Supplied data:
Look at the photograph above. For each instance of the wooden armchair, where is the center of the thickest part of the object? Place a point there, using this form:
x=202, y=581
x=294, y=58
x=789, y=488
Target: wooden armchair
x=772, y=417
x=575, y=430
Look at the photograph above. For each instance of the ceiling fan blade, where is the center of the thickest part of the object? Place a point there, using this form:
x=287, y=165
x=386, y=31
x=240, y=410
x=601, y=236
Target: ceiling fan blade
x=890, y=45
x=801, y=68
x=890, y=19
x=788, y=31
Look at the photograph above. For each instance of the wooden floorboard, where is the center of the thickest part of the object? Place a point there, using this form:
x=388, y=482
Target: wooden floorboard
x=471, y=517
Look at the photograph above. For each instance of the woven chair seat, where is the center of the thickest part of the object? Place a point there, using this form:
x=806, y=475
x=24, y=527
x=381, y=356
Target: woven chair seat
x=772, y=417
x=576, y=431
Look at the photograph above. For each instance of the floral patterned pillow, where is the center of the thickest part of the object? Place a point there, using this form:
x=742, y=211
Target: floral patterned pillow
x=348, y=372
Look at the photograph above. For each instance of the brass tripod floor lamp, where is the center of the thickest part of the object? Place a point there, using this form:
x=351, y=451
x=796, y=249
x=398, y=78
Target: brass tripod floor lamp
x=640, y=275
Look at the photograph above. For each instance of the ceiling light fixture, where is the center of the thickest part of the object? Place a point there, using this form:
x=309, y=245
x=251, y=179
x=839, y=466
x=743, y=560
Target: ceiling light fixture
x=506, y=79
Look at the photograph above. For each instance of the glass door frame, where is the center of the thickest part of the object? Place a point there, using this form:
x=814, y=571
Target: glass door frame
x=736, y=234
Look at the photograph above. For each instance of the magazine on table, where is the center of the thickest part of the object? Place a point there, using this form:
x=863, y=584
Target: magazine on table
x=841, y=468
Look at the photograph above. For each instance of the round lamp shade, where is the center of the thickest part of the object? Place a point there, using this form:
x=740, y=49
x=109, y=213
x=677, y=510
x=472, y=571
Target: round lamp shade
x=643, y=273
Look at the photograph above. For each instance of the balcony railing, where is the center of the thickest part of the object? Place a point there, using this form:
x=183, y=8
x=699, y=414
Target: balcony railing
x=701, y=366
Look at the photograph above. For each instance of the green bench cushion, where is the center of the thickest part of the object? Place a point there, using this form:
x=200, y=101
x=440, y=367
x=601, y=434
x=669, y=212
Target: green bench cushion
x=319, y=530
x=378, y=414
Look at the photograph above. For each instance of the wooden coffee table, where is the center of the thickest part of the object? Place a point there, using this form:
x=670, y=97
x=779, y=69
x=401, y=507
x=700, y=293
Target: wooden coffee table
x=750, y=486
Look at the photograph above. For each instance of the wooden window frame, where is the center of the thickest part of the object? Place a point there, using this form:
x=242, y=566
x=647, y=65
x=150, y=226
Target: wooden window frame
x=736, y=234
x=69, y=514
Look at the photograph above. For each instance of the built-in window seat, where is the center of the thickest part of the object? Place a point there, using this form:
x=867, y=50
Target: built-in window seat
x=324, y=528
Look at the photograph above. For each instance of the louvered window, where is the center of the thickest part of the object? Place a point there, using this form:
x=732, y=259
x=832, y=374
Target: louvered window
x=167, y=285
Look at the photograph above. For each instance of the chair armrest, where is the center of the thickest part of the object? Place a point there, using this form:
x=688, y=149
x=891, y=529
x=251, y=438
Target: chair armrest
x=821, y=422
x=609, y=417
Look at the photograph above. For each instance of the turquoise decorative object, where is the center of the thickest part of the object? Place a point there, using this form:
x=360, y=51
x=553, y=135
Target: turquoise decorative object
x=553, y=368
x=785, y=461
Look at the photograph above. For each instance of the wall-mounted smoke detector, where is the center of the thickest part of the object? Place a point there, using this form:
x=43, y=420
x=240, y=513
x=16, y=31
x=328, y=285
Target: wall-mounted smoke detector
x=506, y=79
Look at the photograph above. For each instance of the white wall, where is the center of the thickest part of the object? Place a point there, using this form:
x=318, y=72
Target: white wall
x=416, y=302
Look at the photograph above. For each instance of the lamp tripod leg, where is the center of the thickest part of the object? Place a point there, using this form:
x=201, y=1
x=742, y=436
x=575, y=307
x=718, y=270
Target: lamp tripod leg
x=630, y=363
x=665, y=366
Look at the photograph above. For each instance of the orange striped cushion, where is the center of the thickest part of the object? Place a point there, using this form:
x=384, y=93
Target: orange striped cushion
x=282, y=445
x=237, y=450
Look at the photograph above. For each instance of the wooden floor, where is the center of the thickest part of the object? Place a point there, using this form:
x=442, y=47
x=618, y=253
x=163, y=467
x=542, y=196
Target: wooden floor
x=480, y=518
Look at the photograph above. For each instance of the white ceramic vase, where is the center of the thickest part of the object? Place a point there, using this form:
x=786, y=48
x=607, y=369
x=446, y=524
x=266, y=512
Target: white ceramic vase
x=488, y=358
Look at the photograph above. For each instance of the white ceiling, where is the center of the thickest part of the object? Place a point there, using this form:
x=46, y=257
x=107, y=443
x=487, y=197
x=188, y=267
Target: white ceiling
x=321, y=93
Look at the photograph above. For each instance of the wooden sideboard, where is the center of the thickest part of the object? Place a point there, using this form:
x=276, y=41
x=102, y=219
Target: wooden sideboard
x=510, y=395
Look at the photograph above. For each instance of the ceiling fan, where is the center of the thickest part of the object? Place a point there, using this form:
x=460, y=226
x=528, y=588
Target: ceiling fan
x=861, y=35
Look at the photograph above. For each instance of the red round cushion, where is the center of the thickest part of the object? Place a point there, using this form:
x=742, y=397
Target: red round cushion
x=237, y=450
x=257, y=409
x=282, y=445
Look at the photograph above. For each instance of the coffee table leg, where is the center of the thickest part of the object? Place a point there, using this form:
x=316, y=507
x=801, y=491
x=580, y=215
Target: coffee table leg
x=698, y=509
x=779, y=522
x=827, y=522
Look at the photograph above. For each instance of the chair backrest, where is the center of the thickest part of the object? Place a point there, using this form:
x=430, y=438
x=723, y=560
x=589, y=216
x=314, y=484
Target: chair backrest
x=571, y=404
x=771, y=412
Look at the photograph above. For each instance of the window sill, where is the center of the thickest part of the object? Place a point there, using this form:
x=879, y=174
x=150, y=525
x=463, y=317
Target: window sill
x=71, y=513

Exercise aim: Everything from the line containing "Target: red round cushion" to the end of the listing above must be returned exactly. Both end lines belong in it.

Response area:
Target: red round cushion
x=237, y=450
x=257, y=409
x=282, y=445
Look at the photograph above. For each instance of the coffee table leg, where is the center of the thickest part of the object? Place a point there, using this form:
x=316, y=507
x=801, y=491
x=580, y=215
Target: coffee table leg
x=698, y=509
x=779, y=522
x=827, y=522
Look at the photograph above. For each instance of the chair backrest, where is the center of the thickest part of the object? Place a point there, using this form:
x=430, y=438
x=723, y=560
x=589, y=216
x=314, y=484
Target: chair backrest
x=571, y=404
x=771, y=412
Look at the photograph above. For each instance of the window sill, where is the center of the thickest part of the object? Place a point there, using this form:
x=879, y=174
x=150, y=525
x=463, y=317
Target: window sill
x=71, y=513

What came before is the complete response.